▶ **EXERCICE A**: D'après le récit d'ascension ci-dessous, vers quelle altitude fallait-il arriver pour que Cecilio puisse apercevoir les grimpeurs ?

#### TEXTE FOURNI

Nous poursuivîmes notre traversée en diagonale. Cecilio commençait à s’impatienter sur son mirador. Il ne pouvait pas nous voir. Il nous appelait par la radio. Il fallait sortir dans le dernier couloir, le long d’énormes séracs pour qu’il puisse nous apercevoir. Et pour cela il fallait arriver vers les 5900m d’altitude. Il devait être midi ou 13h00, le soleil avait fini par nous atteindre, et je profitais de la chaleur procurée par les rayons de soleil ! Nous avions décidé de passer le plus à droite possible le long des séracs car les rochers au-dessus de nos têtes ne nous disaient rien qui vaille.

########

▶ **EXERCICE B**: Repérez, s'il vous plaît, toutes les lignes des enregistrements qui contiennent la chaîne « ceiling », en respectant la casse, et recopiez-les.

#### DONNÉES D'ENTRÉE

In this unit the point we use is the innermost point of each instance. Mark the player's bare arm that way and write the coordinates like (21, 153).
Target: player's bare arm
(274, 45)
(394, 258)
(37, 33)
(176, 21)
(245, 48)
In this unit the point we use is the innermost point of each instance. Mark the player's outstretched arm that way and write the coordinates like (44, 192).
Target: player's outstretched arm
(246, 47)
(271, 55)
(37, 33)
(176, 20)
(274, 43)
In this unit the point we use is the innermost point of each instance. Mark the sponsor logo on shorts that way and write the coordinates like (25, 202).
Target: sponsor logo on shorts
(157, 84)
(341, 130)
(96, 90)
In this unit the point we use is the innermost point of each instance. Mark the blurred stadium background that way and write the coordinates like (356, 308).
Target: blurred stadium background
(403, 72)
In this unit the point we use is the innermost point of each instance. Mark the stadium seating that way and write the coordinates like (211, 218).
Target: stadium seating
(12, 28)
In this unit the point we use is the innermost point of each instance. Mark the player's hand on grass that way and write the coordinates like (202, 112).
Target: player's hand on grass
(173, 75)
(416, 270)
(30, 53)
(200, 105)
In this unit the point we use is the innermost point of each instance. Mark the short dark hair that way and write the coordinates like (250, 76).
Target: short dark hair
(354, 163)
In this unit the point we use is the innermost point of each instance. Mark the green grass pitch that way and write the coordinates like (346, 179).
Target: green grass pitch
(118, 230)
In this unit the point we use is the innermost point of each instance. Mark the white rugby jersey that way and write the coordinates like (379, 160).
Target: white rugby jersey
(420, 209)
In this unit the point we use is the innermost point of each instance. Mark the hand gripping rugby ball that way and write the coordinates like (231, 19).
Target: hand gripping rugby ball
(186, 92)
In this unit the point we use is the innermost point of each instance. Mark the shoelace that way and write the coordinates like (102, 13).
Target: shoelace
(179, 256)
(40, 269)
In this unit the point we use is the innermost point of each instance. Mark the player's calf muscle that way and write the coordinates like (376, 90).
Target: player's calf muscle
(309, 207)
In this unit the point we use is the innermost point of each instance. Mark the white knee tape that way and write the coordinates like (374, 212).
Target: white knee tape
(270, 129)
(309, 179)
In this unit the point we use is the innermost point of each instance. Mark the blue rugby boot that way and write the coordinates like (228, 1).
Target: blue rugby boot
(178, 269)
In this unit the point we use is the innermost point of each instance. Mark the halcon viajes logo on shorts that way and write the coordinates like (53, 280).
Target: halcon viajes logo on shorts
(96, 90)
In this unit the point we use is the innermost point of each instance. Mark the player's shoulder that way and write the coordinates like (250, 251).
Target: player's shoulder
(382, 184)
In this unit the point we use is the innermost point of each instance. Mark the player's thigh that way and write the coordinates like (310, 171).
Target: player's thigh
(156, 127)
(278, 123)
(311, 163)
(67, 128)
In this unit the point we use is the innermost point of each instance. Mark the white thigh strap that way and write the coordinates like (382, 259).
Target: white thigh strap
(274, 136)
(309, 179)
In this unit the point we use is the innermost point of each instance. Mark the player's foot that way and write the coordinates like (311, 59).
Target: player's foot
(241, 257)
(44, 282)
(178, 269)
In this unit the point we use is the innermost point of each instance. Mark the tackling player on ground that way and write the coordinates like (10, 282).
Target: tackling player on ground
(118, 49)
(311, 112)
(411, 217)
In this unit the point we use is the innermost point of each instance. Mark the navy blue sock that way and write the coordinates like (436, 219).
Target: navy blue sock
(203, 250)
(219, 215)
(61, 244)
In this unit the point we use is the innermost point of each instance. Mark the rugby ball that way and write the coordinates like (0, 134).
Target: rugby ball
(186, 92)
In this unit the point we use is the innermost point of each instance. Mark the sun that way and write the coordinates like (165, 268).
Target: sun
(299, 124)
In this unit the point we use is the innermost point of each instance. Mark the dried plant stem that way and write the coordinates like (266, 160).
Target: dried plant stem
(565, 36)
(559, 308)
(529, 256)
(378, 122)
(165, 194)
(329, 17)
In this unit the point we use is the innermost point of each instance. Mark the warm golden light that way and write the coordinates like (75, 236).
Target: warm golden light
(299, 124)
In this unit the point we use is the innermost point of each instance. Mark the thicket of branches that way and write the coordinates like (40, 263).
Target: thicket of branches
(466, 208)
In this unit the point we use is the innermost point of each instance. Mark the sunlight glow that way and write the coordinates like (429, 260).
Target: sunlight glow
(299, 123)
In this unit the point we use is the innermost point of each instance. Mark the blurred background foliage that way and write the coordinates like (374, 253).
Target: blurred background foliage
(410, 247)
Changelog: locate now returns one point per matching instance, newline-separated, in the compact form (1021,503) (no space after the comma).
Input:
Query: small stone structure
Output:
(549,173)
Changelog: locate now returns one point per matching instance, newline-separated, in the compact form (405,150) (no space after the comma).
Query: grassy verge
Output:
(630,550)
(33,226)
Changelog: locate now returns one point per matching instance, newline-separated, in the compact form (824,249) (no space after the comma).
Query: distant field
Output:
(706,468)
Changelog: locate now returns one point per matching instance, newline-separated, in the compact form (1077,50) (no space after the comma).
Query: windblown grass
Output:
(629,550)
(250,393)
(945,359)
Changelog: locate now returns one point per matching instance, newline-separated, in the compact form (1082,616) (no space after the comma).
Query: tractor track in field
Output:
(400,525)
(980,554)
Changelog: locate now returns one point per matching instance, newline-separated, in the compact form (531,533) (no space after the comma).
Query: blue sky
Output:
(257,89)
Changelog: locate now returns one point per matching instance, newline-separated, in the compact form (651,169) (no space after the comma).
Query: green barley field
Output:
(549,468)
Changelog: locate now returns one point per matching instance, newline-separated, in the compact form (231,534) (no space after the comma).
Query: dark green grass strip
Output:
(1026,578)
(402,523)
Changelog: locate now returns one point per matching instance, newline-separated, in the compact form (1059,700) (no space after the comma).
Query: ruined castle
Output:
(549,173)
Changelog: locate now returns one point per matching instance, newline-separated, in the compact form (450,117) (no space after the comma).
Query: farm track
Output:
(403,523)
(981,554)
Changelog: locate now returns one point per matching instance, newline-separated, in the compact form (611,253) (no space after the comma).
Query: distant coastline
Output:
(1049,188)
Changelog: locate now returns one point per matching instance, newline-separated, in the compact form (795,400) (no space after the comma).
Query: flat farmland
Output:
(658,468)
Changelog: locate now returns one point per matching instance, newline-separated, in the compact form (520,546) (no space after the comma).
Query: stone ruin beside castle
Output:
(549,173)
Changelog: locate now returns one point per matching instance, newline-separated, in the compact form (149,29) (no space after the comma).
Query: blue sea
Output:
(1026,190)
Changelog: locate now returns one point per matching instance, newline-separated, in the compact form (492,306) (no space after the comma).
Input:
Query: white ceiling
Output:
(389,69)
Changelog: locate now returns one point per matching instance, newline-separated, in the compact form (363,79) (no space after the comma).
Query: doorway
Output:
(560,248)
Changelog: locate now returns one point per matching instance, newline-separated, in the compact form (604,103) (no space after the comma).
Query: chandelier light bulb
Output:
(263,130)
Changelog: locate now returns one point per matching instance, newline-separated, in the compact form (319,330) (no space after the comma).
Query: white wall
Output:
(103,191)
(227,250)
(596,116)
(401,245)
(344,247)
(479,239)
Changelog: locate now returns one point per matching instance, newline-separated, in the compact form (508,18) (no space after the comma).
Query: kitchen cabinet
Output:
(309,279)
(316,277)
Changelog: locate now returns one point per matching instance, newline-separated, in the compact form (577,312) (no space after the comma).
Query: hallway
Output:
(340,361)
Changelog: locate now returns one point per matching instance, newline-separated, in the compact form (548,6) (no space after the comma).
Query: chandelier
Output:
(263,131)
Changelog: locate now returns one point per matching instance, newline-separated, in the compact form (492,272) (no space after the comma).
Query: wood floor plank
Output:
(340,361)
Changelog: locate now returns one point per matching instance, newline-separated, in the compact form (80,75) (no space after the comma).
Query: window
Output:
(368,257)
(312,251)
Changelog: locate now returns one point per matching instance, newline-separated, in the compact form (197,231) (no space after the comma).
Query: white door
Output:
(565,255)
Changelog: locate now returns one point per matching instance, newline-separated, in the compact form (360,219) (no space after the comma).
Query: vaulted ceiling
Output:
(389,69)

########

▶ **RÉPONSE FINALE A**: Vers les 5900 m d'altitude.

▶ **RÉPONSE FINALE B**:
Query: white ceiling
Query: vaulted ceiling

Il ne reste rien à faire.